### Task brief
In the copy, keep every record exact and leave out all images.
## BEGIN
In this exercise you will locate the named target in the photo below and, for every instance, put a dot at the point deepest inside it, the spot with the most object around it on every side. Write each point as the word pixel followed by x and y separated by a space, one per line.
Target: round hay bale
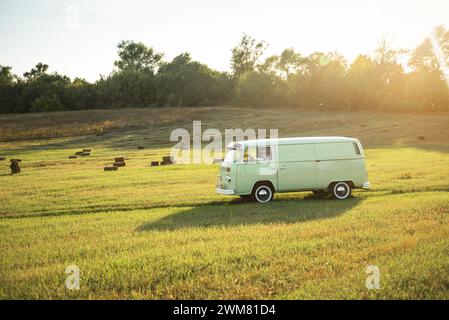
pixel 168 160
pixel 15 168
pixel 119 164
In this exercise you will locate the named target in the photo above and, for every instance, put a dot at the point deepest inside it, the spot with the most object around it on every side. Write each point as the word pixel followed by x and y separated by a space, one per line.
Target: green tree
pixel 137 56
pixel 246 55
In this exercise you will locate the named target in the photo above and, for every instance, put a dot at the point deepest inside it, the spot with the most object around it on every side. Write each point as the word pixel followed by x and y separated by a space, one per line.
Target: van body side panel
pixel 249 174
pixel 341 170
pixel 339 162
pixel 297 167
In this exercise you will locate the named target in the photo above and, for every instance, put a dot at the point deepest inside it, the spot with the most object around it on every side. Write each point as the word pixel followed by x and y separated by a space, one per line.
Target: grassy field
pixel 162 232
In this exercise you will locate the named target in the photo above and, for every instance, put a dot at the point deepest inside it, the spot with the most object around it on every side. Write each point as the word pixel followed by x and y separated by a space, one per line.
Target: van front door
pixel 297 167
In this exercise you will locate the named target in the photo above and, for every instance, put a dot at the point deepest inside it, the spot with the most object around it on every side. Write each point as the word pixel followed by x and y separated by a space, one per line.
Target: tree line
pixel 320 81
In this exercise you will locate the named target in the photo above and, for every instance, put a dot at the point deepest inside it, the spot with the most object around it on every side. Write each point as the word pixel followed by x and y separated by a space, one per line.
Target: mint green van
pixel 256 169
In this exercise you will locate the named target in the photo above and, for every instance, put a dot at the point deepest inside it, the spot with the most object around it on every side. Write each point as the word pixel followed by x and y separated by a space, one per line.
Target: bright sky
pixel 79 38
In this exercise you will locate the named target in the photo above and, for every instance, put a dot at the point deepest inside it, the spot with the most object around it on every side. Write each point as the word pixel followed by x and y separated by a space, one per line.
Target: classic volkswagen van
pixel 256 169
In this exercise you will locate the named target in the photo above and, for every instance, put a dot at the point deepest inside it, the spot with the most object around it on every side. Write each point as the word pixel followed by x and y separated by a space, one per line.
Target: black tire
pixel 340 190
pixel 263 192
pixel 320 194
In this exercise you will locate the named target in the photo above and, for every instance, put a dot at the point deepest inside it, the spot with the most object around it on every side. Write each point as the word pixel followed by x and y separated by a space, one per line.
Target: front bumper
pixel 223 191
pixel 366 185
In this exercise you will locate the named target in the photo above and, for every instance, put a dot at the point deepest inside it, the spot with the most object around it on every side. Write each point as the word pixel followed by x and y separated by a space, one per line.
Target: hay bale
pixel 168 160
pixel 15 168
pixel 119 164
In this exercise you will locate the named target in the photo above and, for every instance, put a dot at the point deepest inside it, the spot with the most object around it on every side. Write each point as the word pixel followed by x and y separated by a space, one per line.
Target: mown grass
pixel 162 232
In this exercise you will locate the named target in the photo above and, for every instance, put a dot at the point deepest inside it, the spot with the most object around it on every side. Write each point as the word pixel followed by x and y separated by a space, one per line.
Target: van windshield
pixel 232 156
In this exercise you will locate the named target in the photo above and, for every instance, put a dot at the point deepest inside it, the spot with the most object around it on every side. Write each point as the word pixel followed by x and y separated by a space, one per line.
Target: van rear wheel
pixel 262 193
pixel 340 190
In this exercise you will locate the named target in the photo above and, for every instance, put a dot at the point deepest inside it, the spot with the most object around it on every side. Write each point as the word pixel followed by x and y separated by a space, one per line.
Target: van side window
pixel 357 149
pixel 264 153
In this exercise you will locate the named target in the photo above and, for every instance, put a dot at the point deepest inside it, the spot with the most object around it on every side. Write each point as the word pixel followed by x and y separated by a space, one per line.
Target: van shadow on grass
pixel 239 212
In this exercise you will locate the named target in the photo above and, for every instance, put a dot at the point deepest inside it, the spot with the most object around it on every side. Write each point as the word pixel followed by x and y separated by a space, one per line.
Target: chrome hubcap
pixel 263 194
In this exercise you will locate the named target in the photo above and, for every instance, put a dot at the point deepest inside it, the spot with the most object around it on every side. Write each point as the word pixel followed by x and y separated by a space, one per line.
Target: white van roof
## END
### Exercise result
In this exercise you will locate the named target in the photo below and, for every instance, put a dot at the point deepest inside it, the spot with the most object around it on every side. Write each point as the word pixel followed by x and y separated by a space, one per line.
Target: round hay bale
pixel 168 160
pixel 15 168
pixel 119 164
In this exercise you will locate the named target in the photo above and, for every instance, put a dot at the point deepest inside it, the spot with the most object around it on every side. Write each point as the word pixel followed by x and y separated by a space, one per line.
Target: green tree
pixel 137 56
pixel 246 55
In this exercise you will locate the named target in the photo above and, for every instance, put a dot at the point deepest inside it, the spot with the most object around it on every side. Write each point as the word pixel followed by x and y separated by a space, one per line.
Target: van body side panel
pixel 249 174
pixel 341 170
pixel 339 162
pixel 297 167
In this exercise you will locate the named target in the photo above and, for every instance, put a dot at the point deepest inside it, the spot with the most object around it on every side. Write each point as the word pixel followed by x and y separated by a space, one per line.
Target: grassy field
pixel 162 232
In this exercise you will locate the named target in the photo above and, for every instance, put a dot at the point deepest inside it, the spot with the most object around it on every side. Write each point as the word pixel followed by x and y separated by a space, one per line.
Target: van front door
pixel 297 167
In this exercise you will locate the named target in the photo above and, for every instance, put a dot at the point deepest inside it, the spot with the most object around it on every side. Write each point as the word pixel followed by x and y separated by a space, one per line.
Target: tree line
pixel 320 81
In this exercise you will locate the named target in the photo above and, for every instance, put a dot at the point deepest inside it, the spot with the most object around it on every side. Write each point as the word pixel followed by x and y separated by a space, one per line.
Target: mint green van
pixel 256 169
In this exercise you will locate the named target in the photo above and, for every instance, put a dot at the point deepest inside it, the spot with the most object around it on every side. Write each point as the word pixel followed by x and y separated by a space, one per line.
Target: bright sky
pixel 79 38
In this exercise you will locate the named target in the photo above and, for every instance, put a dot at the point deepest inside it, the spot with the most object around it on every side. Write each point as the word pixel followed by x and y separated by a space, one per line.
Target: classic volkswagen van
pixel 256 169
In this exercise you will locate the named target in the photo above and, for every instance, put a dot at the point deepest inside it, the spot with the most object around it on every side. Write each point as the word pixel followed by x and y separated by a space, one per line.
Target: black tire
pixel 340 190
pixel 263 192
pixel 320 194
In this exercise you will locate the named target in the photo above and, for every instance, put a dot at the point deepest inside it, the spot with the most object around it on every side. Write each point as the word pixel followed by x and y separated by a space, one per line.
Target: front bumper
pixel 223 191
pixel 366 185
In this exercise you will locate the named target in the photo above and, for every instance, put a dot at the point deepest inside it, the spot with the most object around it on every side. Write each point as the word pixel followed by x and y separated by a space, one per line.
Target: hay bale
pixel 168 160
pixel 15 168
pixel 119 164
In this exercise you will locate the named target in the photo above and, for every instance, put a dot at the point deepest inside it, the spot with the most object around it on every side. Write each point as the word pixel followed by x and y separated by a space, one per line.
Target: mown grass
pixel 162 232
In this exercise you will locate the named target in the photo above and, for every instance, put a dot at the point deepest inside it, the spot with the most object around it on every side. Write each point as the word pixel followed by x and y separated by a space, one per line.
Target: van windshield
pixel 232 156
In this exercise you will locate the named target in the photo above and, for every instance, put a dot at the point deepest inside it, the spot with the most object around it on every side. Write each point as the word pixel followed by x and y separated by a space, one per line.
Target: van rear wheel
pixel 262 193
pixel 340 190
In this exercise you will locate the named target in the photo above and, for every instance, put a dot at the point deepest inside it, the spot with the most object around it on every side. Write each point as the word pixel followed by x and y separated by a space, one per line.
Target: van side window
pixel 357 149
pixel 264 153
In this exercise you will locate the named target in the photo above and, for every instance, put a dot at the point deepest inside it, the spot with the most object around it on every side. Write each point as the word pixel followed by x and y separated by a space, one per line.
Target: van shadow on grass
pixel 239 212
In this exercise you will locate the named target in the photo above and, for every instance, put a dot at the point deepest inside it, the spot with the most object around it on every side. Write each point as the word pixel followed by x and y separated by a space, one per line.
Target: chrome hubcap
pixel 263 194
In this exercise you will locate the named target in the photo above and, for every instance, put a dot at the point deepest inside it, the spot with the most object around it on every side. Write each point as the word pixel followed by x and y separated by a space, one per line.
Target: white van roof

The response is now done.